- **BRIEF**
Repeat the whole of the data, keeping every detail the same.

>> begin

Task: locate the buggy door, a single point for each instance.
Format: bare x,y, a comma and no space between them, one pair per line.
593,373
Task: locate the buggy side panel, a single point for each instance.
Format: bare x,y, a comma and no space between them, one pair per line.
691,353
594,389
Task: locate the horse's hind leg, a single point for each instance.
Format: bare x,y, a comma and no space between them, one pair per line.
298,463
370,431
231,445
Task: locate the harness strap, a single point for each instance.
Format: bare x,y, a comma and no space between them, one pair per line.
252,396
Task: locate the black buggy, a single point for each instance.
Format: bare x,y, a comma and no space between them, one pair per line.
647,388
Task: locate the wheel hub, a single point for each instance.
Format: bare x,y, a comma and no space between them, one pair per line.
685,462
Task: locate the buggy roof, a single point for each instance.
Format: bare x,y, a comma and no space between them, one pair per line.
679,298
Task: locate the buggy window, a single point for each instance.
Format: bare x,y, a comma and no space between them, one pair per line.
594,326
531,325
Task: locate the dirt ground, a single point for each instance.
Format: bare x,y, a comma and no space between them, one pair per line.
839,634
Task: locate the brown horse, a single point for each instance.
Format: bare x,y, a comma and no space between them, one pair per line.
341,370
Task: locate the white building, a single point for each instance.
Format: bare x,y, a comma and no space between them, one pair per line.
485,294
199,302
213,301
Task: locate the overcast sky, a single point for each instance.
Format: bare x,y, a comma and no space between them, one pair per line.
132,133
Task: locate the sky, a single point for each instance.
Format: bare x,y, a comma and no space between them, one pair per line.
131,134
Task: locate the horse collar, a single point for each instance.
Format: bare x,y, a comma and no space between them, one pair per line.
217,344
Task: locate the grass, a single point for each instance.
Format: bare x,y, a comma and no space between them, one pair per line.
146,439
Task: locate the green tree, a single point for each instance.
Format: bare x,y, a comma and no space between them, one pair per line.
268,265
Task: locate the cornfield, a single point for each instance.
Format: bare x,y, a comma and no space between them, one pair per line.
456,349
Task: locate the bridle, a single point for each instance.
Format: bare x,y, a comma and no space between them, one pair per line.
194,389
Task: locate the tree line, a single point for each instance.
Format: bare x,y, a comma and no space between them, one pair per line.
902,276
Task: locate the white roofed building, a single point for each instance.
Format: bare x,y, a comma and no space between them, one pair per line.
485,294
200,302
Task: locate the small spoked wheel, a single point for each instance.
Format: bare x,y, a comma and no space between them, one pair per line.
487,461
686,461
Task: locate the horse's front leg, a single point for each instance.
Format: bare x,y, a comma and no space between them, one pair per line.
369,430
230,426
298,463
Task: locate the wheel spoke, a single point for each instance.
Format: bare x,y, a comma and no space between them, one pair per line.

>> end

- **WRITTEN RESPONSE**
Task: locate the buggy door, a single point for each instance.
Format: bare x,y, a comma and no space between them, one pair per line.
593,373
Task: locate the buggy side panel, a single point for each instance.
Format: bare x,y, a comma and no space between them, one pair per line.
691,353
594,389
Task: locate the horse's hind leg, a single point for each instance.
Format: bare x,y, a comma and no space between them, one pair per line.
298,463
370,431
231,445
Task: locate the harness strap, a single point for each instance.
Format: bare x,y, a comma and no space between them, one pair per line.
252,396
Task: locate the black buggy, a single point for each instance.
Format: bare x,y, a comma and no space between them, one pair per line.
647,388
Task: locate the wheel hub, a single point for each instance.
Format: bare x,y, a comma and no space between them, one pair per line.
685,462
Task: locate the buggy roof, a single point for each instance.
Format: bare x,y, a comma and no space between them, one pair per line.
679,298
Task: locate the buggy window, a single point for each instance.
Format: bare x,y, a comma and no space between them, one pair per line.
594,326
531,325
Task: locate the dirt ground, a single point for each instance.
Format: bare x,y, a comma and no space between them, one pair per line.
839,634
Task: locate the brown horse, a single point for each instance.
Format: bare x,y, a comma and no space between them, one pair per line.
341,370
Task: locate the white building, a single point for each instance.
Format: bare x,y, a comma and no space between them, one pair per line.
485,294
199,302
213,301
Task: locate the overcast sky, a single point for each instance.
Format: bare x,y, a comma and no space between them, one pair per line.
132,133
Task: locate the sky, a single point for each instance.
Format: bare x,y, a comma and no space between them, one pair per line.
131,134
Task: locate the horse collar, a single point for each instance.
Format: bare x,y, a comma and no space between them, one pair per line.
217,344
Task: locate the grass, a single point for each instance.
Format: bare x,y, a comma and no space between them, one pair per line.
146,439
Task: locate the green tree, a single point for each instance.
Format: bare x,y, a comma and no space between them, one pair per line.
268,265
Task: locate the cornfield, a single point for each instance.
Format: bare x,y, a comma and no space between them, one pair per line.
456,349
Task: locate the bridle, a single point for each instance.
Format: bare x,y, a comma and no space between them, one pair per line.
194,389
Task: locate the tree line, a single point for each instance.
Format: bare x,y, a comma and no space between them, one pair per line.
902,276
Task: locate the white roofed building, a single point for each instance.
Format: bare x,y, a comma and no space between them, one pair per line.
485,294
200,302
Task: locate the small spoked wheel, a single point for each instance.
Format: bare x,y, a comma and no space between them, one pair per line.
487,461
686,461
Task: locate the horse's front leg, a single point for each instance.
Format: bare x,y, a comma and no space between them, one pair per line.
369,430
230,426
298,463
Task: locate the wheel spoke, a single point for each instance.
Format: bare x,y, a comma and no space between them, one pair per line.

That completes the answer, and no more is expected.